[Given records]

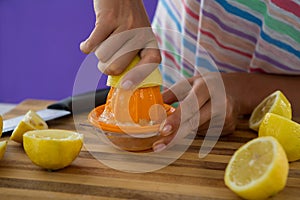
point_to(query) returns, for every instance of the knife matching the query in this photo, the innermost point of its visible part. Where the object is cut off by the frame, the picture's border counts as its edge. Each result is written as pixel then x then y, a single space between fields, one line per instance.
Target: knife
pixel 74 104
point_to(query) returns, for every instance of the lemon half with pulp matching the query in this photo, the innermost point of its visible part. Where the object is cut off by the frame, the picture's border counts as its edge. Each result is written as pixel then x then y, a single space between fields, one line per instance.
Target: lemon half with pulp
pixel 31 121
pixel 52 149
pixel 258 169
pixel 153 79
pixel 274 103
pixel 286 131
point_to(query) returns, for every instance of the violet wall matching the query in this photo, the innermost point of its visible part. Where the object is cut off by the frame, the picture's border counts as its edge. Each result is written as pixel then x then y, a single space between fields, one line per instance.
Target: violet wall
pixel 39 46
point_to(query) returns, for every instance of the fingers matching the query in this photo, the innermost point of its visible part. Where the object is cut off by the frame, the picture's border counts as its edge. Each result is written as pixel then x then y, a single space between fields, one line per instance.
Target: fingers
pixel 150 59
pixel 117 51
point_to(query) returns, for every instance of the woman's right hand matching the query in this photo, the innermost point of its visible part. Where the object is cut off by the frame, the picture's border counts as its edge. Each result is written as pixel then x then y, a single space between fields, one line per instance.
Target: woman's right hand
pixel 121 32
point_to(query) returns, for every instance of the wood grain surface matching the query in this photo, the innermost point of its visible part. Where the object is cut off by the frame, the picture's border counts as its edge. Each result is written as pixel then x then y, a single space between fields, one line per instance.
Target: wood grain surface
pixel 189 177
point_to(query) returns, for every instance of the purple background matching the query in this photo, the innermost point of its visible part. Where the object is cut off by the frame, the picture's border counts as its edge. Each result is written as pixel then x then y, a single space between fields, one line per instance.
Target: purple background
pixel 39 46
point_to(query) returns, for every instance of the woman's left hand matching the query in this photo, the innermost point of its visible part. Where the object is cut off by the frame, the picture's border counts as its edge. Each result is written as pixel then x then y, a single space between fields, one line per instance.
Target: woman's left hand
pixel 203 99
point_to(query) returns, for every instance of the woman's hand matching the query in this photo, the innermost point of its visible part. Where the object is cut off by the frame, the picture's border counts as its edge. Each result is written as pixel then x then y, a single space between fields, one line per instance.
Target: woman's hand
pixel 221 97
pixel 122 31
pixel 207 101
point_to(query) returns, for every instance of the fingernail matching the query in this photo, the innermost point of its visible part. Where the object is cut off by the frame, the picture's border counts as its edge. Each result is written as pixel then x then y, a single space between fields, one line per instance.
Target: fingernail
pixel 127 85
pixel 166 130
pixel 159 147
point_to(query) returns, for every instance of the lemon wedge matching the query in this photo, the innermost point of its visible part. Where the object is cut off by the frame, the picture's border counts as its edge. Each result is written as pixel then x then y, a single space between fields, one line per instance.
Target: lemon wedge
pixel 1 125
pixel 3 145
pixel 286 131
pixel 274 103
pixel 52 149
pixel 31 121
pixel 154 79
pixel 258 169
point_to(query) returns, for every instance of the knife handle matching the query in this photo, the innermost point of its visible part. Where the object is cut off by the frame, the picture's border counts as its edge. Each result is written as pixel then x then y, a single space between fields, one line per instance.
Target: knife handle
pixel 82 102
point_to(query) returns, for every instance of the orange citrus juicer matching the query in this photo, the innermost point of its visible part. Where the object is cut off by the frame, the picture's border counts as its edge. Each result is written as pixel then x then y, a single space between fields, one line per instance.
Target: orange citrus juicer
pixel 131 118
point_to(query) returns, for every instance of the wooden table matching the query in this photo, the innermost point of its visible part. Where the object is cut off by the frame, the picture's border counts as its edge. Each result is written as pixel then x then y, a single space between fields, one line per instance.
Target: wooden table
pixel 189 177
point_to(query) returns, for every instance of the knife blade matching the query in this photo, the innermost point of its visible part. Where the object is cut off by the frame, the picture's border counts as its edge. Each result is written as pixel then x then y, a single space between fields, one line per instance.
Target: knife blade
pixel 74 104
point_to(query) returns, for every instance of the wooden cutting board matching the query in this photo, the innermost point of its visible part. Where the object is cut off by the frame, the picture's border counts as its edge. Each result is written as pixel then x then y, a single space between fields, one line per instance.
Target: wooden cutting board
pixel 189 177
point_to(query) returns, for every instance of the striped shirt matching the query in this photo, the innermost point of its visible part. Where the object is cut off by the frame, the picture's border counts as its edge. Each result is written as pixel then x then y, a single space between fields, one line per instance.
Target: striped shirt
pixel 228 36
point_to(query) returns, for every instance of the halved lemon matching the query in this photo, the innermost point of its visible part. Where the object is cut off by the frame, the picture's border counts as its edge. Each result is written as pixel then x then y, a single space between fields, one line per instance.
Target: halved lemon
pixel 31 121
pixel 1 125
pixel 52 149
pixel 258 169
pixel 154 79
pixel 286 131
pixel 274 103
pixel 3 145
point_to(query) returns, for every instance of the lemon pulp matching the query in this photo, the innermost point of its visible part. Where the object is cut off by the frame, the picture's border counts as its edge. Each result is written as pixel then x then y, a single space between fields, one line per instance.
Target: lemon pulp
pixel 286 131
pixel 258 169
pixel 154 79
pixel 31 121
pixel 52 148
pixel 274 103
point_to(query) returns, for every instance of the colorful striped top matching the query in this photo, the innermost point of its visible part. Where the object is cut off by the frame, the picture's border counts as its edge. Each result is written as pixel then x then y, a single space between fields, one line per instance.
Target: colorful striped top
pixel 228 36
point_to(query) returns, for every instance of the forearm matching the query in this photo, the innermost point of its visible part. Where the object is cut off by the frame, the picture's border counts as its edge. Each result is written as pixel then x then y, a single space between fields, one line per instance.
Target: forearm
pixel 251 89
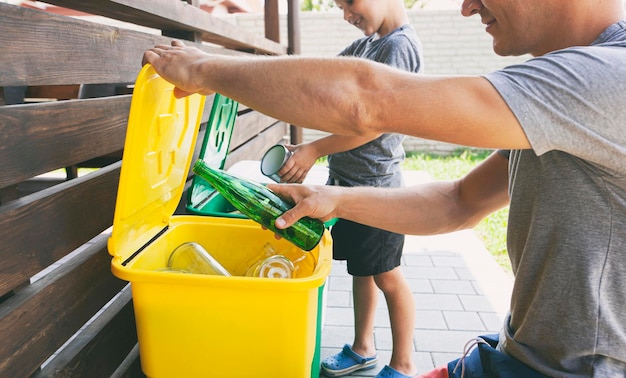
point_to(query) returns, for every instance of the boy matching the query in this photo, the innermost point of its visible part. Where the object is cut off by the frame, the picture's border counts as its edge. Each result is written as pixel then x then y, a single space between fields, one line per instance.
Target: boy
pixel 373 255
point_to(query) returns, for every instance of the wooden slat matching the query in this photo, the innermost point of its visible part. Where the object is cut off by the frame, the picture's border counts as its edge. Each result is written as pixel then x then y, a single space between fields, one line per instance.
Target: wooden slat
pixel 37 320
pixel 177 15
pixel 248 125
pixel 101 346
pixel 39 138
pixel 58 50
pixel 39 229
pixel 256 147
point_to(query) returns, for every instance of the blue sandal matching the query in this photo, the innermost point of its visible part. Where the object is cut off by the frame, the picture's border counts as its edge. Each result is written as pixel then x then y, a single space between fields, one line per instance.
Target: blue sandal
pixel 346 362
pixel 389 372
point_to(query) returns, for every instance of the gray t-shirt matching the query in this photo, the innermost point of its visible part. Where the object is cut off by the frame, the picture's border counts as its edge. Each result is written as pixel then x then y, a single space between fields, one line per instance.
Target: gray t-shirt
pixel 377 163
pixel 567 217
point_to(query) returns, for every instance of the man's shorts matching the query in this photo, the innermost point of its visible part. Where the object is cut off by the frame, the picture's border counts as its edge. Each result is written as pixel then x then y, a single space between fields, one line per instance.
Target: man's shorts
pixel 368 250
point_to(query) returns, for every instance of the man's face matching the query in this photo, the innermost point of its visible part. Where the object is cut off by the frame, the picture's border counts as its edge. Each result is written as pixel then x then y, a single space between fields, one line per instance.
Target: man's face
pixel 367 15
pixel 518 27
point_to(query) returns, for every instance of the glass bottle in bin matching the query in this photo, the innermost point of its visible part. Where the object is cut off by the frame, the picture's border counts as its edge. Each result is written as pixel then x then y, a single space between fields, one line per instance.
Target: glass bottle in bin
pixel 260 204
pixel 191 257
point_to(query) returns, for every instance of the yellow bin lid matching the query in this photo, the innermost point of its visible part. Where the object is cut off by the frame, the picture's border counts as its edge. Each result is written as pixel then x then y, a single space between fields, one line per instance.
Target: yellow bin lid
pixel 158 149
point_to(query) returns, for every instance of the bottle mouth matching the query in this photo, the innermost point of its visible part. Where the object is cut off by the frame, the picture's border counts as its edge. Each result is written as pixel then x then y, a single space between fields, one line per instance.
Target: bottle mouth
pixel 276 266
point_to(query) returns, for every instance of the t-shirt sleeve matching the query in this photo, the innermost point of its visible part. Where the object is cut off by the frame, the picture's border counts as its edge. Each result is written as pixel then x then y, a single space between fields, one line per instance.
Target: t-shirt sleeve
pixel 570 100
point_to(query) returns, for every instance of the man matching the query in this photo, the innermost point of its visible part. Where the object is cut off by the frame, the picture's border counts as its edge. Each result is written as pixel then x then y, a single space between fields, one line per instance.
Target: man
pixel 558 122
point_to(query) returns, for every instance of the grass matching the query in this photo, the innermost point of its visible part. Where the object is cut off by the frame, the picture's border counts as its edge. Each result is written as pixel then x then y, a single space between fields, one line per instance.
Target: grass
pixel 491 230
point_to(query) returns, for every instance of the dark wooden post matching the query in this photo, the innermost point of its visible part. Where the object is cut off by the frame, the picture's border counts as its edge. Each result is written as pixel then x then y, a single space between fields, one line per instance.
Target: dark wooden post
pixel 293 33
pixel 272 21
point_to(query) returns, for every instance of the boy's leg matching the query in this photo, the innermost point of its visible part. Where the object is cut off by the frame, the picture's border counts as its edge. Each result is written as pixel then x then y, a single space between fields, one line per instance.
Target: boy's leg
pixel 365 296
pixel 401 306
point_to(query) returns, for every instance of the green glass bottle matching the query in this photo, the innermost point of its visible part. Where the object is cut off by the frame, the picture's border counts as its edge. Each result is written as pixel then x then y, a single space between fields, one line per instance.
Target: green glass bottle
pixel 260 204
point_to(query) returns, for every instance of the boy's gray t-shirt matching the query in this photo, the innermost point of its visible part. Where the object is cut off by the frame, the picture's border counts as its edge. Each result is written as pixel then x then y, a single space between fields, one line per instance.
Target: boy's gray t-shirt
pixel 567 217
pixel 377 163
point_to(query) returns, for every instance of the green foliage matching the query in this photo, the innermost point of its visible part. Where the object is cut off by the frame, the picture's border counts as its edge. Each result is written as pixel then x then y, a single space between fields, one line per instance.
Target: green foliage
pixel 326 5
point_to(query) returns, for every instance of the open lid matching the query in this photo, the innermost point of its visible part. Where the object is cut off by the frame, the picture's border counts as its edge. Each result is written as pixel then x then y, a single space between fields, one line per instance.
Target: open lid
pixel 214 151
pixel 158 149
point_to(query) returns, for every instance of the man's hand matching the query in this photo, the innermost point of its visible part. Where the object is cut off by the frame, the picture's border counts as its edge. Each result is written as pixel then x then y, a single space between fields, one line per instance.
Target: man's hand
pixel 180 65
pixel 313 201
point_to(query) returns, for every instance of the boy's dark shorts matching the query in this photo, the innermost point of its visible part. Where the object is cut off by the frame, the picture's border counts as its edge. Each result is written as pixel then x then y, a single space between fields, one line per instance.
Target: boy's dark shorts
pixel 368 250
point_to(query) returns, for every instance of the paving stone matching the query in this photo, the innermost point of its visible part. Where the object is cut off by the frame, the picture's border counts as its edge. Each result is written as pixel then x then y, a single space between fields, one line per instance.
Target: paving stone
pixel 464 320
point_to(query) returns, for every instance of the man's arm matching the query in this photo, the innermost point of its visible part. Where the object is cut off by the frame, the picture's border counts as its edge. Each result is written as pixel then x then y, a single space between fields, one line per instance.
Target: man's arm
pixel 348 96
pixel 427 209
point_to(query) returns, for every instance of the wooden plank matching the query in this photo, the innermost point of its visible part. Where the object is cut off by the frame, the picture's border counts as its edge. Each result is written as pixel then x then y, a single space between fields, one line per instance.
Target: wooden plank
pixel 249 125
pixel 130 367
pixel 39 229
pixel 177 15
pixel 256 147
pixel 58 50
pixel 37 320
pixel 101 346
pixel 39 138
pixel 272 20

[Exercise goal] Can you rewrite the entries starting with the line with "point_to(query) returns, for every instance of the woman's hand" and going on through the line with "pixel 207 101", replacing "woman's hand" with "person's hand" and leaving everything else as it is?

[Answer in full]
point_to(query) returns, for every instance of the person's hand matching the query in this photo, the innermost point of its visible part. Where the object is cut off by the frame, the picture's border counts as its edge. Each result is written as pixel then x then y, a single space between fields, one line per instance.
Target: person's hand
pixel 221 97
pixel 122 31
pixel 207 101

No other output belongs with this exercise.